Edit the records below by replacing every "one keypoint per instance" with "one point per instance" and leaving everything else unchanged. Leave the pictures out of your answer.

----------------------------------------

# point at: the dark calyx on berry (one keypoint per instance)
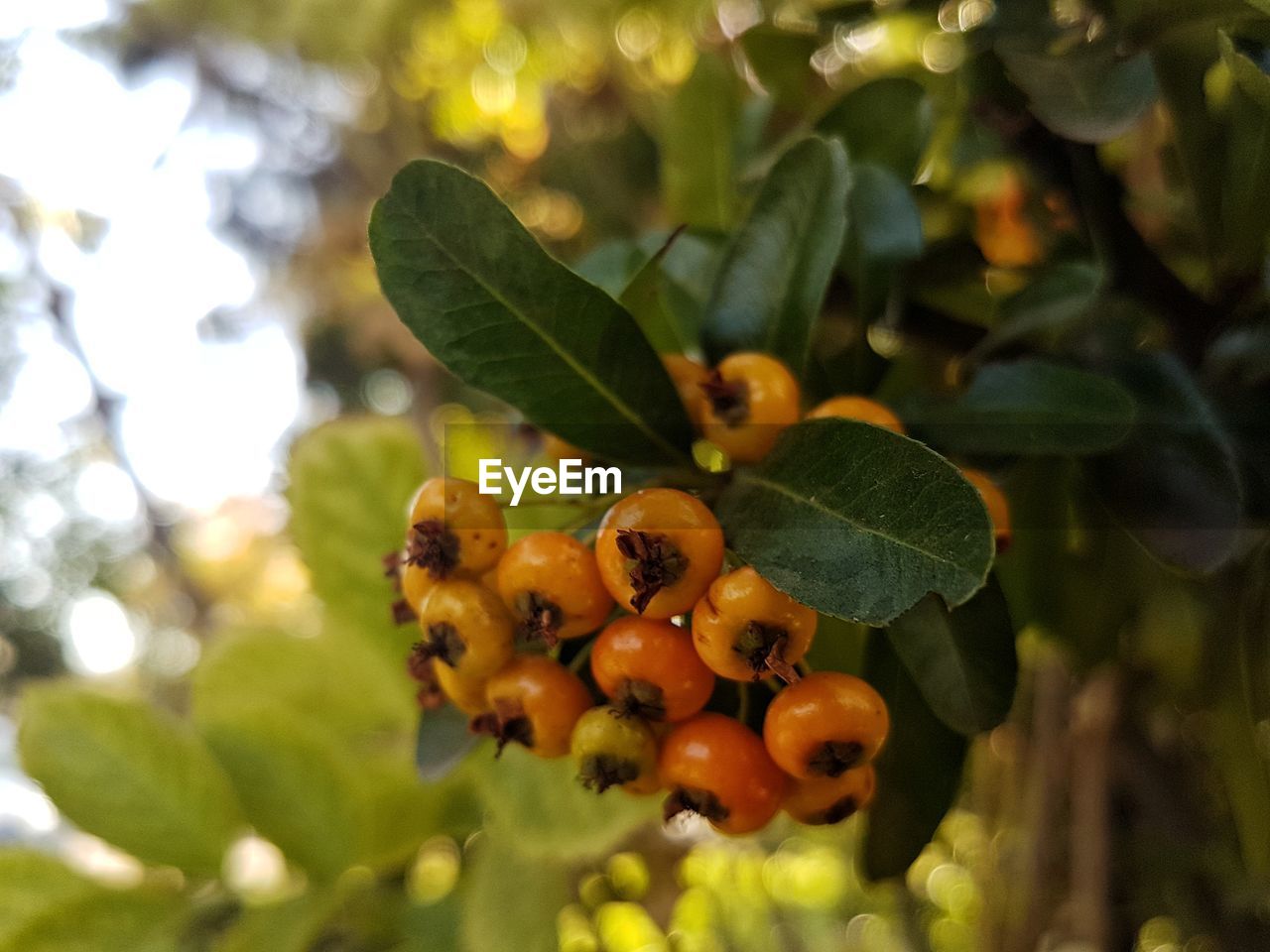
(657, 563)
(834, 812)
(402, 612)
(728, 399)
(599, 772)
(835, 757)
(640, 698)
(444, 643)
(421, 666)
(506, 724)
(434, 547)
(702, 802)
(540, 620)
(763, 649)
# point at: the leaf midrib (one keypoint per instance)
(833, 515)
(653, 435)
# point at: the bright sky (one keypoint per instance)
(202, 420)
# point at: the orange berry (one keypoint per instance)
(658, 551)
(826, 724)
(744, 629)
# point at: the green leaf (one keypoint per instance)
(1047, 308)
(444, 740)
(884, 230)
(698, 148)
(961, 660)
(885, 122)
(1246, 185)
(507, 893)
(783, 62)
(298, 788)
(293, 925)
(33, 885)
(772, 282)
(484, 298)
(359, 698)
(350, 484)
(1089, 91)
(541, 806)
(1174, 484)
(104, 921)
(1029, 408)
(648, 298)
(858, 522)
(130, 774)
(919, 771)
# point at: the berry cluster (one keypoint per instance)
(495, 621)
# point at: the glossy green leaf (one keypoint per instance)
(775, 276)
(130, 774)
(961, 660)
(504, 316)
(1174, 484)
(1029, 408)
(698, 148)
(350, 484)
(33, 885)
(884, 230)
(541, 806)
(443, 742)
(508, 893)
(298, 788)
(649, 298)
(858, 522)
(104, 920)
(1089, 91)
(1058, 299)
(1246, 185)
(885, 122)
(919, 771)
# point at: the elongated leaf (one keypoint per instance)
(772, 282)
(1058, 299)
(508, 893)
(887, 122)
(1246, 185)
(349, 486)
(484, 298)
(648, 298)
(884, 230)
(35, 885)
(1174, 484)
(1030, 408)
(131, 775)
(444, 740)
(1088, 93)
(858, 522)
(961, 660)
(698, 139)
(919, 771)
(541, 806)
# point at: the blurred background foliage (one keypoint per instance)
(186, 290)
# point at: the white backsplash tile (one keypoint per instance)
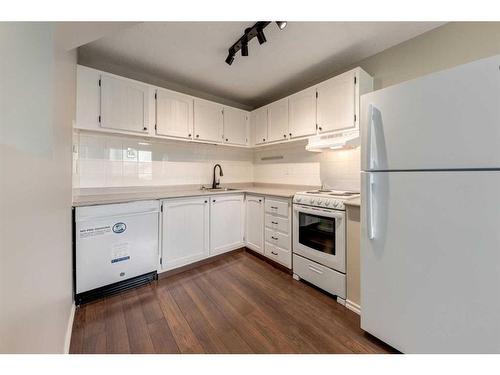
(111, 160)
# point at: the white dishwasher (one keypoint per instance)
(116, 247)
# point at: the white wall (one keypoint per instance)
(292, 164)
(109, 161)
(37, 105)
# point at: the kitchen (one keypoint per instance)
(197, 215)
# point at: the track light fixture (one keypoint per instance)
(261, 37)
(229, 59)
(256, 30)
(244, 49)
(281, 24)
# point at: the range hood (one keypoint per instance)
(333, 141)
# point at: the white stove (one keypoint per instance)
(333, 199)
(319, 248)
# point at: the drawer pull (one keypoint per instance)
(315, 270)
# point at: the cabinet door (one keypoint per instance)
(302, 113)
(336, 103)
(174, 114)
(254, 238)
(260, 125)
(278, 120)
(235, 126)
(87, 98)
(226, 223)
(124, 105)
(208, 121)
(185, 231)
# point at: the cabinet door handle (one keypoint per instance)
(315, 269)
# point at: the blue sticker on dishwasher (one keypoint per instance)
(116, 260)
(119, 227)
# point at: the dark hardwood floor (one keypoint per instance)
(238, 304)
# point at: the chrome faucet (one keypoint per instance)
(215, 183)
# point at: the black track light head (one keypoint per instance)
(244, 50)
(229, 59)
(261, 37)
(281, 24)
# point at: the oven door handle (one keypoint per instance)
(319, 211)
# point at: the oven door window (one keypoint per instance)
(317, 232)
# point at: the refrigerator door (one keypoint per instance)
(430, 260)
(445, 120)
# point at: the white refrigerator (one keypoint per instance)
(430, 211)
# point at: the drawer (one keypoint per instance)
(323, 277)
(278, 239)
(279, 255)
(277, 207)
(278, 223)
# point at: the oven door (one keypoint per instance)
(319, 235)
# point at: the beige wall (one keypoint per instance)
(452, 44)
(37, 105)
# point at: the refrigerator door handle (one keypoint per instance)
(371, 224)
(372, 112)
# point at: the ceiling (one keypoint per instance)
(192, 54)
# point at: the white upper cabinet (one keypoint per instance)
(208, 121)
(235, 126)
(302, 113)
(260, 125)
(254, 238)
(185, 231)
(278, 120)
(124, 104)
(226, 223)
(174, 114)
(87, 98)
(336, 103)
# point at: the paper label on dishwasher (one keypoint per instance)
(96, 231)
(120, 252)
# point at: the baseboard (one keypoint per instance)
(69, 329)
(187, 267)
(353, 306)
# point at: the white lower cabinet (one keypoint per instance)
(278, 231)
(254, 223)
(185, 231)
(227, 217)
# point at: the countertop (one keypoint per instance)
(95, 196)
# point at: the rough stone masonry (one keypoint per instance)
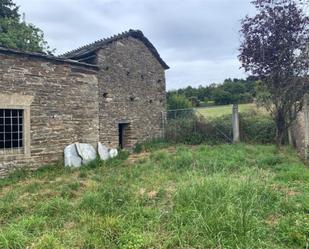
(112, 91)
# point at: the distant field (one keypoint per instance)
(217, 111)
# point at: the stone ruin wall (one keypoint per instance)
(131, 90)
(64, 106)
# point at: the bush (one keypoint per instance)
(176, 101)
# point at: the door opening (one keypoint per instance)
(123, 135)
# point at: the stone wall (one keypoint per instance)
(131, 90)
(64, 106)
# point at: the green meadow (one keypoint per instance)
(166, 196)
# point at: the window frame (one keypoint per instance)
(18, 102)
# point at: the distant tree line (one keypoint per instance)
(16, 33)
(229, 92)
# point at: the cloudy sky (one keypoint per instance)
(198, 39)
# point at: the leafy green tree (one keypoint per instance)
(275, 49)
(17, 34)
(8, 9)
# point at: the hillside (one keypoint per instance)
(226, 196)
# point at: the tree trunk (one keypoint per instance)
(281, 128)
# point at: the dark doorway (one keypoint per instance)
(123, 135)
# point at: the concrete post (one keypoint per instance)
(306, 114)
(235, 121)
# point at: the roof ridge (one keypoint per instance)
(106, 39)
(92, 47)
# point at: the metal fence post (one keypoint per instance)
(306, 114)
(235, 121)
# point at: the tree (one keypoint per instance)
(275, 49)
(8, 9)
(17, 34)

----------------------------------------

SOLUTION TO THIS EXERCISE:
# point at: the dark calyx on berry (one point per instance)
(657, 563)
(834, 812)
(402, 612)
(728, 399)
(599, 772)
(835, 757)
(640, 698)
(444, 643)
(421, 666)
(506, 724)
(434, 547)
(702, 802)
(540, 620)
(763, 649)
# point at: the leaf midrib (one point per instance)
(833, 515)
(653, 435)
# point at: the bright sky (one point per instance)
(202, 420)
# point at: the orange berry (one point per instance)
(658, 551)
(826, 724)
(744, 629)
# point at: the green leaf (one point per instance)
(1047, 308)
(444, 740)
(884, 230)
(698, 148)
(961, 660)
(885, 122)
(1246, 185)
(507, 893)
(783, 62)
(298, 788)
(293, 925)
(33, 885)
(772, 282)
(484, 298)
(359, 698)
(350, 484)
(1089, 91)
(541, 806)
(1174, 484)
(104, 921)
(1029, 408)
(648, 298)
(858, 522)
(130, 774)
(919, 771)
# point at: the berry cluster (one point per instance)
(495, 621)
# point at: the glossy green leaf (one point per instance)
(775, 276)
(130, 774)
(961, 660)
(504, 316)
(1174, 484)
(1029, 408)
(698, 148)
(350, 484)
(33, 885)
(884, 230)
(541, 806)
(443, 742)
(508, 893)
(298, 788)
(649, 298)
(858, 522)
(104, 920)
(1089, 91)
(1058, 299)
(1246, 185)
(885, 122)
(919, 771)
# point at: the elongated leaf (one point per instance)
(772, 282)
(1058, 299)
(508, 893)
(887, 122)
(1246, 185)
(349, 486)
(484, 298)
(648, 298)
(884, 230)
(35, 885)
(1174, 484)
(1030, 408)
(131, 775)
(444, 740)
(1088, 93)
(858, 522)
(961, 660)
(698, 139)
(919, 771)
(541, 806)
# point at: the blurred background foliage (one point per instance)
(186, 290)
# point at: the white backsplash tile (one point per instance)
(111, 160)
# point at: the white dishwasher (one point per instance)
(116, 247)
# point at: the white wall (one point per instance)
(292, 164)
(109, 161)
(37, 105)
# point at: the kitchen (one point per instance)
(197, 215)
# point at: the track light fixture (one point per instance)
(261, 37)
(229, 59)
(256, 30)
(244, 49)
(281, 24)
# point at: the range hood (one point per instance)
(333, 141)
# point at: the white stove (one point per instance)
(333, 199)
(319, 248)
# point at: the drawer pull (one point per instance)
(315, 270)
# point at: the cabinet door (one point per instance)
(302, 113)
(336, 103)
(174, 114)
(254, 238)
(260, 125)
(278, 120)
(235, 126)
(87, 98)
(226, 223)
(124, 105)
(208, 121)
(185, 231)
# point at: the cabinet door handle (one point per instance)
(315, 269)
# point at: the blue sticker on dishwasher (one point per instance)
(116, 260)
(119, 227)
# point at: the dark hardwood floor (one point per instance)
(238, 304)
# point at: the chrome faucet (one point per instance)
(215, 183)
# point at: the black track light head (one point per instance)
(244, 50)
(229, 59)
(261, 37)
(281, 24)
# point at: the oven door handle (one point per instance)
(319, 211)
# point at: the oven door window (one point per instance)
(317, 232)
# point at: the refrigerator door (one point per instance)
(430, 260)
(445, 120)
# point at: the white refrigerator (one point per instance)
(430, 211)
# point at: the drawer (one point per instance)
(323, 277)
(278, 239)
(279, 255)
(277, 207)
(278, 223)
# point at: the oven door (one point per instance)
(319, 235)
# point at: the beige wall (one point per instance)
(452, 44)
(37, 105)
# point at: the refrigerator door handle (one point per instance)
(371, 224)
(372, 112)
# point at: the ceiling (one point per instance)
(192, 54)
# point at: the white upper cabinet (one point per instance)
(208, 121)
(235, 126)
(302, 113)
(260, 125)
(254, 238)
(185, 231)
(278, 120)
(124, 104)
(226, 223)
(174, 114)
(87, 98)
(336, 103)
# point at: the paper label on dishwasher (one point per instance)
(96, 231)
(120, 252)
# point at: the baseboard (one point per instance)
(69, 329)
(187, 267)
(353, 306)
# point at: the white lower cabinet (one point per instance)
(278, 231)
(254, 223)
(185, 231)
(227, 217)
# point at: the countertop (one point per instance)
(95, 196)
# point at: the rough stone masonry (one point per instance)
(112, 91)
# point at: the distant field (one point per instance)
(217, 111)
# point at: the stone ruin wall (one point per instance)
(131, 90)
(64, 106)
# point at: the bush (one point per instance)
(176, 101)
# point at: the door opening (one point per instance)
(123, 135)
# point at: the stone wall (one point per instance)
(131, 90)
(64, 106)
# point at: the green meadow (one point per instance)
(166, 196)
# point at: the window frame (one point per instance)
(18, 102)
# point at: the distant tree line (one point per instance)
(16, 33)
(229, 92)
# point at: the cloudy sky (one point per instance)
(198, 39)
# point at: the leafy green tree (one point per instance)
(275, 49)
(17, 34)
(8, 9)
# point at: the hillside (one point per instance)
(226, 196)
# point at: the tree trunk (one point per instance)
(281, 128)
# point at: the dark doorway (one point per instance)
(123, 135)
# point at: the concrete post (one point per instance)
(306, 114)
(235, 121)
# point at: the roof ridge (one point per instance)
(106, 39)
(92, 47)
# point at: the metal fence post (one point per instance)
(306, 114)
(235, 121)
# point at: the tree (one point per instance)
(275, 49)
(8, 9)
(17, 34)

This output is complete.